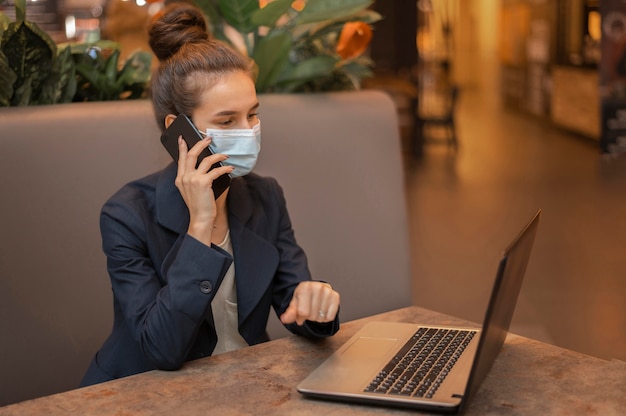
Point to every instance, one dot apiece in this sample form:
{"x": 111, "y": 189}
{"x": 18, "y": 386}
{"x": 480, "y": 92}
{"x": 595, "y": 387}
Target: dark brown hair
{"x": 190, "y": 60}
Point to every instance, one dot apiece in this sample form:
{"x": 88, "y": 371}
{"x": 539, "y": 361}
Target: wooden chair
{"x": 442, "y": 118}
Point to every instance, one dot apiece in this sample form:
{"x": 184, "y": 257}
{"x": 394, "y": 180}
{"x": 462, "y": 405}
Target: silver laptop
{"x": 425, "y": 367}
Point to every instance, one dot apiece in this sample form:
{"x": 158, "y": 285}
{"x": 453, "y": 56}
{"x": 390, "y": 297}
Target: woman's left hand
{"x": 312, "y": 301}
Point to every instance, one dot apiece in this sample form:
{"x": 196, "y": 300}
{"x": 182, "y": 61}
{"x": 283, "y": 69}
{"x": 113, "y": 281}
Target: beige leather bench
{"x": 337, "y": 157}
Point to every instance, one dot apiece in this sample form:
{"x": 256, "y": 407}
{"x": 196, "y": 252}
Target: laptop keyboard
{"x": 420, "y": 367}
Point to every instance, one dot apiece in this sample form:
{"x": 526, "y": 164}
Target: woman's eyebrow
{"x": 232, "y": 112}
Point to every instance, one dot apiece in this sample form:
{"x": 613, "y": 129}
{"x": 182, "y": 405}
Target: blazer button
{"x": 206, "y": 287}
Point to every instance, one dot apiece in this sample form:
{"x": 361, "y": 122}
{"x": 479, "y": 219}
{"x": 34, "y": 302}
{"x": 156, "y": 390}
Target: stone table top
{"x": 528, "y": 378}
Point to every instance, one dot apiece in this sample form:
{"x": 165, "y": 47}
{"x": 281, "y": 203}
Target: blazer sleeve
{"x": 293, "y": 269}
{"x": 162, "y": 302}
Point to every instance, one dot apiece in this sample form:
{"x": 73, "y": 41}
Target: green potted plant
{"x": 34, "y": 70}
{"x": 298, "y": 46}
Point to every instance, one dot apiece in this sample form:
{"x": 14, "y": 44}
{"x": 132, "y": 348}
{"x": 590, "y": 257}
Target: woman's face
{"x": 231, "y": 103}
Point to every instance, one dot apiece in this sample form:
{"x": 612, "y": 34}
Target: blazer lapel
{"x": 255, "y": 273}
{"x": 171, "y": 209}
{"x": 256, "y": 259}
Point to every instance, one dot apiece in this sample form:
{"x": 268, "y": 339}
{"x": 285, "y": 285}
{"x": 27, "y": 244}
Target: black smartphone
{"x": 182, "y": 126}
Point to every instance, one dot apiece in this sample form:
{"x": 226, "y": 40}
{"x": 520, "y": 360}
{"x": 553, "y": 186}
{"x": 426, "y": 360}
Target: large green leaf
{"x": 269, "y": 15}
{"x": 4, "y": 24}
{"x": 20, "y": 11}
{"x": 54, "y": 88}
{"x": 271, "y": 54}
{"x": 238, "y": 13}
{"x": 30, "y": 53}
{"x": 305, "y": 71}
{"x": 314, "y": 67}
{"x": 7, "y": 79}
{"x": 66, "y": 70}
{"x": 320, "y": 10}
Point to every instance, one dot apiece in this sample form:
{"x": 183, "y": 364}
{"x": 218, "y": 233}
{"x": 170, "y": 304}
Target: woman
{"x": 194, "y": 275}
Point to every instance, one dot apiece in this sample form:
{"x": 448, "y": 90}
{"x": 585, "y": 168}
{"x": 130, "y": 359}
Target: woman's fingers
{"x": 313, "y": 301}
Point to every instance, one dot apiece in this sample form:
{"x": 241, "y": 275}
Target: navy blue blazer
{"x": 163, "y": 280}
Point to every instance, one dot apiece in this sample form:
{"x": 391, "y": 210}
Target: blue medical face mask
{"x": 242, "y": 146}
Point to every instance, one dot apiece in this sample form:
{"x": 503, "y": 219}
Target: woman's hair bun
{"x": 178, "y": 24}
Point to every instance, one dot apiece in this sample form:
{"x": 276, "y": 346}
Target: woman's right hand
{"x": 195, "y": 186}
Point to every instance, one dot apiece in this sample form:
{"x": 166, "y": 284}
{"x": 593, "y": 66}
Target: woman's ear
{"x": 169, "y": 119}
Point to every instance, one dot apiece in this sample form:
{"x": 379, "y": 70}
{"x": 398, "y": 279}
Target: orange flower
{"x": 354, "y": 39}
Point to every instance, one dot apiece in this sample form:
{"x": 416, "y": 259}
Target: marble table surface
{"x": 528, "y": 378}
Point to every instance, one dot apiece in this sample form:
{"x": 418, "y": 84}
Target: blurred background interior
{"x": 501, "y": 106}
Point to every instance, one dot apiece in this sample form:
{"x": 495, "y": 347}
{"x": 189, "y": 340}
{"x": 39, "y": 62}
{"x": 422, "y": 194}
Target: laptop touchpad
{"x": 369, "y": 347}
________________________
Task objective: Repeat the data exactly, excluding the pictures.

Solution for this task:
Point to every instance, one dot apiece in this sample form:
{"x": 111, "y": 189}
{"x": 18, "y": 386}
{"x": 480, "y": 92}
{"x": 595, "y": 387}
Target: dark brown hair
{"x": 190, "y": 60}
Point to every instance, one dot apiece in this sample form:
{"x": 88, "y": 371}
{"x": 539, "y": 361}
Target: wooden chair
{"x": 442, "y": 118}
Point to every instance, one dot apiece in this sample form:
{"x": 184, "y": 257}
{"x": 394, "y": 180}
{"x": 462, "y": 405}
Target: silver laptop
{"x": 425, "y": 367}
Point to every instance, one dot apiece in this sample form:
{"x": 158, "y": 285}
{"x": 453, "y": 56}
{"x": 390, "y": 297}
Target: woman's left hand
{"x": 312, "y": 301}
Point to every instance, one dot apiece in this sample form:
{"x": 196, "y": 300}
{"x": 182, "y": 61}
{"x": 283, "y": 69}
{"x": 113, "y": 281}
Target: beige leather bench
{"x": 337, "y": 157}
Point to every instance, one dot apiece in this sample form:
{"x": 256, "y": 407}
{"x": 196, "y": 252}
Target: laptop keyboard
{"x": 420, "y": 367}
Point to every instance, one dot apiece in this sample form:
{"x": 526, "y": 164}
Target: woman's eyebrow
{"x": 232, "y": 112}
Point to every instance, one dot apiece in this sample form:
{"x": 613, "y": 129}
{"x": 182, "y": 405}
Target: blazer button
{"x": 206, "y": 287}
Point to every instance, one dot apiece in this sample form:
{"x": 361, "y": 122}
{"x": 479, "y": 219}
{"x": 34, "y": 302}
{"x": 156, "y": 390}
Target: stone table top
{"x": 528, "y": 378}
Point to every instance, one dot apiece in this sample form:
{"x": 165, "y": 47}
{"x": 281, "y": 203}
Target: blazer sleeve
{"x": 293, "y": 269}
{"x": 162, "y": 302}
Point to every instance, one dot apiece in this sample form:
{"x": 73, "y": 41}
Target: green potted plant
{"x": 34, "y": 70}
{"x": 298, "y": 46}
Point to every instance, one dot apiece in this sample form:
{"x": 14, "y": 44}
{"x": 132, "y": 348}
{"x": 590, "y": 257}
Target: woman's face
{"x": 231, "y": 103}
Point to every instance, one dot apiece in this sample form:
{"x": 612, "y": 34}
Target: blazer lapel
{"x": 255, "y": 273}
{"x": 171, "y": 209}
{"x": 256, "y": 259}
Point to every instance, one dot apiece in this sample form:
{"x": 268, "y": 339}
{"x": 285, "y": 285}
{"x": 27, "y": 244}
Target: black smartphone
{"x": 182, "y": 126}
Point to every instance, one dot apiece in this sample form:
{"x": 226, "y": 40}
{"x": 520, "y": 360}
{"x": 553, "y": 186}
{"x": 426, "y": 360}
Target: large green leaf
{"x": 269, "y": 15}
{"x": 4, "y": 24}
{"x": 20, "y": 11}
{"x": 54, "y": 88}
{"x": 271, "y": 54}
{"x": 238, "y": 13}
{"x": 30, "y": 53}
{"x": 305, "y": 71}
{"x": 314, "y": 67}
{"x": 7, "y": 79}
{"x": 66, "y": 70}
{"x": 320, "y": 10}
Point to every instance, one dot apiece in this sample form:
{"x": 183, "y": 364}
{"x": 218, "y": 233}
{"x": 170, "y": 304}
Target: woman
{"x": 194, "y": 275}
Point to every instance, one dot apiece in this sample form:
{"x": 448, "y": 90}
{"x": 585, "y": 168}
{"x": 130, "y": 359}
Target: woman's fingers
{"x": 313, "y": 301}
Point to every instance, one dot apiece in this sample form:
{"x": 241, "y": 275}
Target: navy blue blazer
{"x": 163, "y": 280}
Point to every instance, one dot apiece in this sample form:
{"x": 391, "y": 210}
Target: blue medical face mask
{"x": 242, "y": 146}
Point to every instance, one dot apiece in this sample form:
{"x": 503, "y": 219}
Target: woman's hair bun
{"x": 178, "y": 24}
Point to every instance, one dot apiece in this sample form:
{"x": 276, "y": 346}
Target: woman's right hand
{"x": 195, "y": 186}
Point to every instance, one dot apiece in this sample form:
{"x": 166, "y": 284}
{"x": 593, "y": 66}
Target: woman's ear
{"x": 169, "y": 119}
Point to every instance, one dot apiece in this sample form:
{"x": 379, "y": 70}
{"x": 398, "y": 279}
Target: orange flower
{"x": 354, "y": 39}
Point to every instance, one dot apiece in this sample form:
{"x": 416, "y": 259}
Target: marble table surface
{"x": 528, "y": 378}
Point to every instance, one dot apiece in this sample form:
{"x": 418, "y": 84}
Target: blurred background interior
{"x": 501, "y": 106}
Point to every instance, one dot apiece in this sample form:
{"x": 495, "y": 347}
{"x": 189, "y": 340}
{"x": 39, "y": 62}
{"x": 422, "y": 194}
Target: laptop touchpad
{"x": 369, "y": 347}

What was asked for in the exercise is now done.